**What to do:**
(a) In the stock-trading problem, what does a strategy value of 0 stand for?
(b) Check each statement against the stock-trading problem and answer yes or no, quoting the words that settle it: (i) k is always an even number. (ii) A modification sets the first k / 2 chosen elements to 1. (iii) In Example 1, the highest profit comes from modifying the subarray [1, 2].
(c) Copy out the stretch of the stock-trading problem from "Return the maximum" through "of past actions.", word for word.

3652. Best Time to Buy and Sell Stock using Strategy

Description

You are given two integer arrays prices and strategy, where:

prices[i] is the price of a given stock on the i^th day.
strategy[i] represents a trading action on the i^th day, where:
- -1 indicates buying one unit of the stock.
- 0 indicates holding the stock.
- 1 indicates selling one unit of the stock.

You are also given an even integer k, and may perform at most one modification to strategy. A modification consists of:

Selecting exactly k consecutive elements in strategy.
Set the first k / 2 elements to 0 (hold).
Set the last k / 2 elements to 1 (sell).

The profit is defined as the sum of strategy[i] * prices[i] across all days.

Return the maximum possible profit you can achieve.

Note: There are no constraints on budget or stock ownership, so all buy and sell operations are feasible regardless of past actions.

Example 1:

Input: prices = [4,2,8], strategy = [-1,0,1], k = 2

Output: 10

Explanation:

Modification	Strategy	Profit Calculation	Profit
Original	[-1, 0, 1]	(-1 × 4) + (0 × 2) + (1 × 8) = -4 + 0 + 8	4
Modify [0, 1]	[0, 1, 1]	(0 × 4) + (1 × 2) + (1 × 8) = 0 + 2 + 8	10
Modify [1, 2]	[-1, 0, 1]	(-1 × 4) + (0 × 2) + (1 × 8) = -4 + 0 + 8	4

Thus, the maximum possible profit is 10, which is achieved by modifying the subarray [0, 1].

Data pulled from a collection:
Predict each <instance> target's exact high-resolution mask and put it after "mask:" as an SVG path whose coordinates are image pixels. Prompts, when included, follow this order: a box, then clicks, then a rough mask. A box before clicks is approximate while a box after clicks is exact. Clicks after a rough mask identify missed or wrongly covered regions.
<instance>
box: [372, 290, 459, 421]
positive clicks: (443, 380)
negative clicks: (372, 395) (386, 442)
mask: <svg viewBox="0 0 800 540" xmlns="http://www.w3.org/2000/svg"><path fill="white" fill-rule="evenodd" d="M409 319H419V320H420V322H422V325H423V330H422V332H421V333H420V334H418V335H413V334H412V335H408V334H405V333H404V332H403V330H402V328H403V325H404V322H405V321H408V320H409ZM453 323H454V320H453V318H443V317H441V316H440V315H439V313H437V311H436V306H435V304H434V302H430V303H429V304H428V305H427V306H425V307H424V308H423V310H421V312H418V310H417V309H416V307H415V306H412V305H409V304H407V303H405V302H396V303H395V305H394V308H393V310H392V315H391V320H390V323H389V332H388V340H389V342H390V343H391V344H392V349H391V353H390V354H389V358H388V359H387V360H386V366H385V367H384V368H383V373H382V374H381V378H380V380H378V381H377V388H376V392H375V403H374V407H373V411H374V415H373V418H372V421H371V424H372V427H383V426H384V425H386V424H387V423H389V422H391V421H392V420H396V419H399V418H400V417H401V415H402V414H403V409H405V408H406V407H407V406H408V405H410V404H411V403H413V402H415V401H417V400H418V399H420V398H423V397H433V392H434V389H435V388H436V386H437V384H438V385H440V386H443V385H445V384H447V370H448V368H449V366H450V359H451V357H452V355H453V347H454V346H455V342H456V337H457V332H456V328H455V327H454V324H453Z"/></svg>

**Answer list:**
(a) Holding the stock.

(b)
(i) Yes: "You are also given an even integer k"
(ii) No: "Set the first k / 2 elements to 0 (hold)."
(iii) No: "the maximum possible profit is 10, which is achieved by modifying the subarray [0, 1]."

(c)
Return the maximum possible profit you can achieve.

Note: There are no constraints on budget or stock ownership, so all buy and sell operations are feasible regardless of past actions.